Return, word for word, the portion of the gas-smell text starting at "Doing the math" and ending at "and checked out.)".

[[ SELECTED TEXT open ]]

Doing the math for Pettit, the race mixture is:

There are 128 oz per gallon, so at 100:1, the ratio would be 1.28 oz per gallon of gas. In other words, use one 4 oz bottle per every 3.125 gallons of gas. --Steve

Gas Smell in Oil

Several people have noticed a gasoline smell in their oil. My guess/theory is that a fuel injector may be leaking when the car is off. (See the page on getting injector cleaning for info on how to get the injectors cleaned and checked out.)

Carl took a survey on the gas smell, and posted the results:

Date: Sat, 22 Nov 97 16:38:00 EST
From: "Houseman, Carl W. x1323" (CHOUSEMAN@genicom.com)

Here are the survey results with new responses since the last posting. There were a total of 39 responses to various parts of the survey. Here we go:

Gasoline smell:
Slight/None: 31%
Noticeable: 44%
Strong: 25%

Oil usage, miles/quart, among "Slight/None" gasoline smell:
Less than 1000: 0%
1000-3000: 36%
3001-6000: 27%
More than 6000 or no usage: 27%
Negative consumption: 0%
No answer: 9%

Oil usage, miles/quart, among "Noticeable" gasoline smell:
Less than 1000: 0%
1000-3000 miles: 12%
3001-6000 miles:18%
More than 6000 or no usage: 47%
Negative consumption: 6%
No answer: 18%

Oil usage, miles/quart among "Strong" gasoline smell:
Less than 1000: 10%
1000-3000 miles: 20%
3001-6000 miles: 10%
More than 6000 or no usage: 30%
Negative consumption: 20%
No answer: 10%

Oil usage, miles/quart among "Noticeable" or "Strong" gasoline smell:
Less than 1000: 4%
1000-3000 miles: 15%
3001-6000 miles: 15%
More than 6000 or no usage: 41%
Negative consumption: 11%
No answer: 15%

Gas smell, among those reporting less than 6000 miles/quart consumption:
Slight: 44%
Noticeable: 31%
Strong: 25%

Gas smell, among those reporting 6000+ oil consumption (including   
Slight: 18%
Noticeable: 53%
Strong: 29%

There was still no noticeable pattern as regards miles since last change, oil weight/type, style or length of driving, mileage on the engine, and so forth.

So there is (still) a decent correlation between gasoline smell and lack of oil consumption. But what makes those engines which use oil as expected, different from those that use very little or no oil? Still a mystery.

[[ SELECTED TEXT closed ]]
[[ DATASET RECORDS open ]]

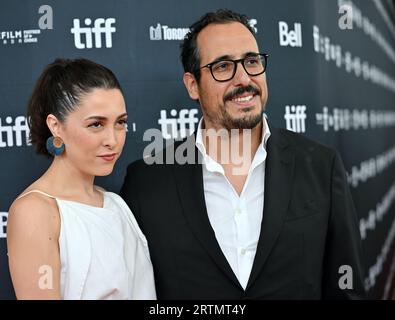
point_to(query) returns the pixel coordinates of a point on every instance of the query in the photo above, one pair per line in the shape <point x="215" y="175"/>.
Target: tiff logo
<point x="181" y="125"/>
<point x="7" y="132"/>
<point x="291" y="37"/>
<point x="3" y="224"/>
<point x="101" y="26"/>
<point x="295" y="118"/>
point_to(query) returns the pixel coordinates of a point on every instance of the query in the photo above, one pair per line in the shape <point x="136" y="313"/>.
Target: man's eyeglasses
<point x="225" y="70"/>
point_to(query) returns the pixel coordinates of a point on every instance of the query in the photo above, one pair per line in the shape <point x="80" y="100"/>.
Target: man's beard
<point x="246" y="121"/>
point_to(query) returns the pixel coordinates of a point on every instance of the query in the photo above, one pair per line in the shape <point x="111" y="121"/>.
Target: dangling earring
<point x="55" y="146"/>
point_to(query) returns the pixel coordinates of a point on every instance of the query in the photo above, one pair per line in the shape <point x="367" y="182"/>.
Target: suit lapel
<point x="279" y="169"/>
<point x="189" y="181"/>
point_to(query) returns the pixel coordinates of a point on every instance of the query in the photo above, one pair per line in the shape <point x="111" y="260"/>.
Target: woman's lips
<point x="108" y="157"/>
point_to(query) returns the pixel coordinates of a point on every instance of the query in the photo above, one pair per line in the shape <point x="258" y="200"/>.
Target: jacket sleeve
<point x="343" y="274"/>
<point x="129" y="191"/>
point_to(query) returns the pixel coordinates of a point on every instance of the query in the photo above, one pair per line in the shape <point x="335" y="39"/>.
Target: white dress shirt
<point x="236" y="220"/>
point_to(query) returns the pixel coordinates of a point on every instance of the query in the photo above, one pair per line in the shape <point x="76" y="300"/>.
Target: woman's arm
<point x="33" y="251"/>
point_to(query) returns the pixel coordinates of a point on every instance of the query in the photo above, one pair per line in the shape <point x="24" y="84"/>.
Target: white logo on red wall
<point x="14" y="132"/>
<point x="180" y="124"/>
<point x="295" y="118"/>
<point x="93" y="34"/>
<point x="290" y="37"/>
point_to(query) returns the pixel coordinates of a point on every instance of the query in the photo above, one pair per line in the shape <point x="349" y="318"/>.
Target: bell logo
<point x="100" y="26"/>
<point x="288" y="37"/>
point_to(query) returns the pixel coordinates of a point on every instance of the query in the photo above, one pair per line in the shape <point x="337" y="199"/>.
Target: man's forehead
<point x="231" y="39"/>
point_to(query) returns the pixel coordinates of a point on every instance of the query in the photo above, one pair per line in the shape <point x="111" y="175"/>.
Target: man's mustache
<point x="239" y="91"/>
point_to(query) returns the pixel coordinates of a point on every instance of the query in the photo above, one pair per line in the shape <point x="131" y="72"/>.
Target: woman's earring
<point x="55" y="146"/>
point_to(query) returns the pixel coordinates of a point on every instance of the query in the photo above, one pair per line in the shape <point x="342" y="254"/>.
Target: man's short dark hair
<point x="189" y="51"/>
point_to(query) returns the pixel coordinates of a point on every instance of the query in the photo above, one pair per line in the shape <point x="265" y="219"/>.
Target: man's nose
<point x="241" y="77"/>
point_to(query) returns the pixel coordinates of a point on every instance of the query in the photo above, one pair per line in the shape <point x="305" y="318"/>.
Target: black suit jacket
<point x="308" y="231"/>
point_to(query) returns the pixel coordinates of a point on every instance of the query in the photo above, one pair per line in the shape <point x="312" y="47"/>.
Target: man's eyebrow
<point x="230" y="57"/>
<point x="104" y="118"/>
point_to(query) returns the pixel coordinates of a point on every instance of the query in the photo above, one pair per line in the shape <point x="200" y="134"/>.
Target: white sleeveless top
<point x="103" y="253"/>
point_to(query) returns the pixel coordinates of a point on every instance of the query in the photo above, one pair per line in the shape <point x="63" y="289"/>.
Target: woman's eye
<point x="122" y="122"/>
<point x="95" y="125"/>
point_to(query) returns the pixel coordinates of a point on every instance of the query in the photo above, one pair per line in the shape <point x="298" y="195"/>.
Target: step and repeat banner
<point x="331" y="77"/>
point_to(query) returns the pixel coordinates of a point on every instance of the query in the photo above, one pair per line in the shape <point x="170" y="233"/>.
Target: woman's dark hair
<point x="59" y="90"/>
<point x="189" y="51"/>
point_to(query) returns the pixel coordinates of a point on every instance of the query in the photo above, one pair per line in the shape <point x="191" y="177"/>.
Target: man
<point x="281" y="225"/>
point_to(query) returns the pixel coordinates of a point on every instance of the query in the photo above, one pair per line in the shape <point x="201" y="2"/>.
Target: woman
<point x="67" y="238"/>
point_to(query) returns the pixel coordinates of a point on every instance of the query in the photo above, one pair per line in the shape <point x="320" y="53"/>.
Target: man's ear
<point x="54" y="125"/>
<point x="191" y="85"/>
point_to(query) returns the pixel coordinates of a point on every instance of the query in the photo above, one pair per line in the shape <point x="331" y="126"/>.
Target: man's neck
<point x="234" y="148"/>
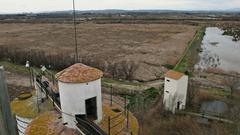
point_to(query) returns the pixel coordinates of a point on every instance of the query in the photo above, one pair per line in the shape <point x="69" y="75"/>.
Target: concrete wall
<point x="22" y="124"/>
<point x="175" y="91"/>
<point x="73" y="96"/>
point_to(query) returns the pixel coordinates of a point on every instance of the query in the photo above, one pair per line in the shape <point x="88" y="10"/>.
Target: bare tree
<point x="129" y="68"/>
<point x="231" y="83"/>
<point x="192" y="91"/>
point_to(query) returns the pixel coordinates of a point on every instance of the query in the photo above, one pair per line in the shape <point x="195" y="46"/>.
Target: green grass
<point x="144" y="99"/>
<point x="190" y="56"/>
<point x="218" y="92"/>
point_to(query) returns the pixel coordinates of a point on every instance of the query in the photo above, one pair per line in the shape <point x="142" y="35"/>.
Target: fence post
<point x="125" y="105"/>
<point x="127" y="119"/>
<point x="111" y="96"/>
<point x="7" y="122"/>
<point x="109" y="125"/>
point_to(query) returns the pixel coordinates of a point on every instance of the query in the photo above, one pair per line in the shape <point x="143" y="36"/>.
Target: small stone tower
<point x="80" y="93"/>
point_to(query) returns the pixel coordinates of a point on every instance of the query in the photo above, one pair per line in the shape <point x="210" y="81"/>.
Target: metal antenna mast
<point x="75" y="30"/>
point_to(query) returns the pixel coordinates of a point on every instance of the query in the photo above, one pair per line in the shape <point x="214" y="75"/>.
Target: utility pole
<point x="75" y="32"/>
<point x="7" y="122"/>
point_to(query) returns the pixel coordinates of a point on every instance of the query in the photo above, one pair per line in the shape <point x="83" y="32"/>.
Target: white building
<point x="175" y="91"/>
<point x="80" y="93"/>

[[ DATASET RECORDS closed ]]

SOLUTION TO THIS TASK:
Doing the math for Pettit, the race mixture is:

There are 128 oz per gallon, so at 100:1, the ratio would be 1.28 oz per gallon of gas. In other words, use one 4 oz bottle per every 3.125 gallons of gas. --Steve

Gas Smell in Oil

Several people have noticed a gasoline smell in their oil. My guess/theory is that a fuel injector may be leaking when the car is off. (See the page on getting injector cleaning for info on how to get the injectors cleaned and checked out.)